** Start Entries **
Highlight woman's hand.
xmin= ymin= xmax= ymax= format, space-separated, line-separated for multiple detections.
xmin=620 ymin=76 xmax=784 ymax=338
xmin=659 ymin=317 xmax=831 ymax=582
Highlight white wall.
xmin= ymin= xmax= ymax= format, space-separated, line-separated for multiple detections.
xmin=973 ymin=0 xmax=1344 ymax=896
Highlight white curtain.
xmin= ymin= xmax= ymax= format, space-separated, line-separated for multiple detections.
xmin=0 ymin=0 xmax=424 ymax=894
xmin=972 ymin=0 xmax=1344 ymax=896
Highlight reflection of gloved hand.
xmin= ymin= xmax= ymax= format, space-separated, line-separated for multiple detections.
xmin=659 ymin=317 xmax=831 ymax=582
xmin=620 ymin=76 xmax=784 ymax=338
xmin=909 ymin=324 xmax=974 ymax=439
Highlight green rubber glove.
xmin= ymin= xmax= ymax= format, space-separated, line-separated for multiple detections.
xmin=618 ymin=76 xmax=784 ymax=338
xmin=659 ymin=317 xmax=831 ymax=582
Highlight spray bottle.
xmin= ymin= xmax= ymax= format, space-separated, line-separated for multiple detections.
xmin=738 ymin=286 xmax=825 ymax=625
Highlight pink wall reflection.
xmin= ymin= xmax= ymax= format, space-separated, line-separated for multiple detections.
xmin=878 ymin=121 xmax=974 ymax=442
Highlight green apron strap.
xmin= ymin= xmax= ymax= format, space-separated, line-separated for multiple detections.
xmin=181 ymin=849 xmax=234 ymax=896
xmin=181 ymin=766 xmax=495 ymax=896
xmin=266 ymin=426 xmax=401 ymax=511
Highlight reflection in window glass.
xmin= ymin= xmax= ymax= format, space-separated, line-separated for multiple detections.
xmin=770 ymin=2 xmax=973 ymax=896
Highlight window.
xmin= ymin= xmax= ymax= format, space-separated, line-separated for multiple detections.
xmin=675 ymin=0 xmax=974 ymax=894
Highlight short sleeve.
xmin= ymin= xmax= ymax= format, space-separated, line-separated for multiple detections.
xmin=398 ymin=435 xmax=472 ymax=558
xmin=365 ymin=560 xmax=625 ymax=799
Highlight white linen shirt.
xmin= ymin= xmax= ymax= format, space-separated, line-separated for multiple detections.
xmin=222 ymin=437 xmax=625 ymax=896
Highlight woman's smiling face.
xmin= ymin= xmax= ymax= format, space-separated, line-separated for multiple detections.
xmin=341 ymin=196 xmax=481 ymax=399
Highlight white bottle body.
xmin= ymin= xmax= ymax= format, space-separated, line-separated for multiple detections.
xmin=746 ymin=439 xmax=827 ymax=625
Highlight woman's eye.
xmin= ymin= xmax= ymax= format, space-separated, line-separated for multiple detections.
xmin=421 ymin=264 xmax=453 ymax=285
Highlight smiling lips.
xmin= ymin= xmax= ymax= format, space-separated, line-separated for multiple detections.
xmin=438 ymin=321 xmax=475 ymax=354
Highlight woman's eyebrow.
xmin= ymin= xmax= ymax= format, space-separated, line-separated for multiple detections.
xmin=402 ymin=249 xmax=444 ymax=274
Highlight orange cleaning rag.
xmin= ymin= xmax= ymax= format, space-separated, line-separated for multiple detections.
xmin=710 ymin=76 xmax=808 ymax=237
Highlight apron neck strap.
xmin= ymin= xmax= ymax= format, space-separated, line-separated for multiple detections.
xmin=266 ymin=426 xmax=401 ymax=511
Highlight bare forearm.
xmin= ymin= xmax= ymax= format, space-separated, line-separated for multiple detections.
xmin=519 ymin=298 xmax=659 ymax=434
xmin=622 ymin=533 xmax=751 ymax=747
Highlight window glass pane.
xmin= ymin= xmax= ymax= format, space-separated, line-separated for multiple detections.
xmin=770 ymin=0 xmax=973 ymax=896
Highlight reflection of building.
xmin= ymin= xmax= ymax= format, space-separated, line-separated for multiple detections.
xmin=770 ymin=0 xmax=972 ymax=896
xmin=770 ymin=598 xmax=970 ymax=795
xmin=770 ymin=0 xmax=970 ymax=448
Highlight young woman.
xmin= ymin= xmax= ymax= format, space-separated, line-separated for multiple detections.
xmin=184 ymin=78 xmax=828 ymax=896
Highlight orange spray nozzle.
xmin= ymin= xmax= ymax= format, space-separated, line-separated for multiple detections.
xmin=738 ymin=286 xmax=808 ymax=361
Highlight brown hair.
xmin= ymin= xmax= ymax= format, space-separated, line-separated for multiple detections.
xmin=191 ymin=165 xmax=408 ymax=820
** End Entries **
_Given problem_: Rewrite all the rows above, swapping "Highlight" for "Locate" wherever it appears and leaving everything else unchanged.

_Finished answer_:
Locate woman's hand.
xmin= ymin= xmax= ymax= format, space-separated, line-separated for multiple detections.
xmin=620 ymin=76 xmax=784 ymax=338
xmin=659 ymin=317 xmax=831 ymax=582
Locate white wall.
xmin= ymin= xmax= ymax= format, space-separated, line-separated for multiple detections.
xmin=973 ymin=0 xmax=1344 ymax=896
Locate white curtain.
xmin= ymin= xmax= ymax= format, space-separated, line-separated for multiple detections.
xmin=0 ymin=0 xmax=424 ymax=894
xmin=972 ymin=0 xmax=1344 ymax=896
Locate reflection of gloved hand.
xmin= ymin= xmax= ymax= format, space-separated, line-separated for multiple detections.
xmin=659 ymin=317 xmax=831 ymax=582
xmin=620 ymin=76 xmax=784 ymax=338
xmin=909 ymin=324 xmax=974 ymax=439
Locate green rubber glove.
xmin= ymin= xmax= ymax= format, space-separated, line-separated for multiple detections.
xmin=618 ymin=76 xmax=784 ymax=338
xmin=659 ymin=317 xmax=831 ymax=582
Locate spray bottle.
xmin= ymin= xmax= ymax= format, space-separated, line-separated for multiple detections.
xmin=738 ymin=286 xmax=825 ymax=625
Locate pink wall reflection.
xmin= ymin= xmax= ymax= format, space-separated, line-separated for multiple detections.
xmin=878 ymin=121 xmax=974 ymax=442
Locate green apron strap.
xmin= ymin= xmax= ymax= format, space-separated, line-separated for multiple detections.
xmin=181 ymin=849 xmax=234 ymax=896
xmin=181 ymin=766 xmax=495 ymax=896
xmin=266 ymin=426 xmax=401 ymax=511
Locate reflection in window glass.
xmin= ymin= xmax= ymax= format, space-separated, line-separated for multiple detections.
xmin=770 ymin=2 xmax=973 ymax=896
Locate window.
xmin= ymin= xmax= ymax= format, space-separated, line-separated for multiple detections.
xmin=675 ymin=0 xmax=974 ymax=894
Locate short sleeve.
xmin= ymin= xmax= ymax= format, space-separated, line-separated for multiple detections.
xmin=398 ymin=435 xmax=472 ymax=558
xmin=365 ymin=560 xmax=625 ymax=799
Locate white linen shirt.
xmin= ymin= xmax= ymax= format, space-separated, line-separated for multiple detections.
xmin=222 ymin=437 xmax=625 ymax=896
Locate woman's smiling face.
xmin= ymin= xmax= ymax= format, space-separated, line-separated for multiple detections.
xmin=341 ymin=196 xmax=481 ymax=399
Locate white bottle body.
xmin= ymin= xmax= ymax= format, space-separated, line-separated for multiple detections.
xmin=746 ymin=439 xmax=827 ymax=625
Locate woman's eye.
xmin= ymin= xmax= ymax= format, space-separated, line-separated for multiple detections.
xmin=421 ymin=264 xmax=453 ymax=285
Locate smiling lips.
xmin= ymin= xmax= ymax= format, space-separated, line-separated for multiple detections.
xmin=438 ymin=321 xmax=475 ymax=354
Locate woman's eyebrow.
xmin= ymin= xmax= ymax= format, space-separated, line-separated for multiple detections.
xmin=402 ymin=249 xmax=444 ymax=274
Locate orange cleaning rag.
xmin= ymin= xmax= ymax= format, space-separated, line-separated for multiple detections.
xmin=710 ymin=76 xmax=808 ymax=237
Locate apron neck strap.
xmin= ymin= xmax= ymax= format, space-separated, line-separated for multiple detections.
xmin=266 ymin=426 xmax=401 ymax=511
Locate bare forearm.
xmin= ymin= xmax= ymax= format, space-separated, line-separated for multiple detections.
xmin=519 ymin=298 xmax=659 ymax=434
xmin=622 ymin=533 xmax=751 ymax=747
Locate window glass pane.
xmin= ymin= xmax= ymax= format, space-separated, line-separated for multiple detections.
xmin=770 ymin=0 xmax=973 ymax=896
Locate reflection of building.
xmin= ymin= xmax= ymax= format, space-separated, line-separated for multiple detections.
xmin=770 ymin=0 xmax=972 ymax=896
xmin=770 ymin=598 xmax=970 ymax=795
xmin=770 ymin=0 xmax=970 ymax=448
Locate young woman.
xmin= ymin= xmax= ymax= format, space-separated, line-separated for multiple detections.
xmin=184 ymin=78 xmax=828 ymax=896
Locate orange spray nozzle.
xmin= ymin= xmax= ymax= format, space-separated, line-separated for multiple detections.
xmin=738 ymin=286 xmax=808 ymax=361
Locate brown hair.
xmin= ymin= xmax= ymax= format, space-separated, line-separated for multiple detections.
xmin=191 ymin=165 xmax=408 ymax=820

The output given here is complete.